** START OF Supplied records **
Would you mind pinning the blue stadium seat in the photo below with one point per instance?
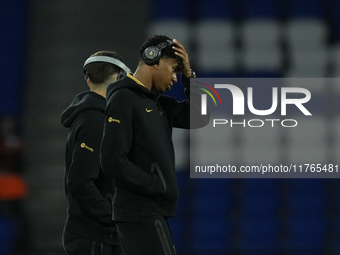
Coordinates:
(210, 236)
(307, 186)
(307, 206)
(259, 235)
(260, 207)
(306, 8)
(216, 9)
(264, 9)
(261, 186)
(163, 9)
(307, 234)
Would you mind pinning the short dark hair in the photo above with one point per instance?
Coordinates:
(167, 52)
(99, 72)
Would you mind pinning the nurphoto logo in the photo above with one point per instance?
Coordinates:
(302, 96)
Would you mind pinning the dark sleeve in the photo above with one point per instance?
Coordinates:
(187, 113)
(117, 140)
(85, 168)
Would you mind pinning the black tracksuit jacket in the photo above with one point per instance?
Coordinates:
(137, 149)
(88, 191)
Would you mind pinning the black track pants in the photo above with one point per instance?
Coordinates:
(77, 245)
(152, 237)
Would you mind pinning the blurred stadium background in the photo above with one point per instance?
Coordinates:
(43, 45)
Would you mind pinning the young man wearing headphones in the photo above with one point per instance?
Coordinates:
(89, 229)
(137, 149)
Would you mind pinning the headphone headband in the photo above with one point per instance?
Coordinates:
(152, 54)
(106, 59)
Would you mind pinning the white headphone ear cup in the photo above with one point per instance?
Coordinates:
(151, 55)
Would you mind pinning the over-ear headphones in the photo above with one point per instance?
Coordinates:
** END OF Supplied records **
Return all of the rows above word for word, leaving out the pictures.

__Result of this task__:
Would you mind pinning the blue stadium seat in the photo below with one point per instance?
Coordinates:
(210, 236)
(307, 186)
(307, 206)
(259, 235)
(260, 207)
(306, 8)
(216, 9)
(264, 9)
(261, 186)
(163, 9)
(307, 234)
Would you mind pinning the short dark hair in the photo above with one point per instance?
Coordinates:
(167, 52)
(99, 72)
Would you mind pinning the nurphoto logo in the photo above with one point per instance?
Coordinates:
(302, 96)
Would you mind pinning the dark sleeve in the photo above with one point per instance?
Coordinates:
(187, 113)
(117, 140)
(85, 168)
Would you mind pinning the black tracksuit jacket in the photo above with one point per instance?
Coordinates:
(137, 149)
(88, 191)
Would you mind pinning the black track pants in the photo above with one point per instance?
Coordinates:
(77, 245)
(152, 237)
Would you mind pinning the blurred stadium background in the photo above with one point per instance?
Coordinates:
(43, 45)
Would you mind pinning the young man wearing headphones in the photo above with one point per instance?
Coordinates:
(89, 229)
(137, 149)
Would you mind pinning the headphone headband in the photo above with one point per instance?
Coordinates:
(152, 54)
(106, 59)
Would you mind pinning the white headphone ear cup in the photo above with one point per instance?
Coordinates:
(151, 55)
Would you mind pinning the over-ear headphones in the photo above with one point per instance?
Coordinates:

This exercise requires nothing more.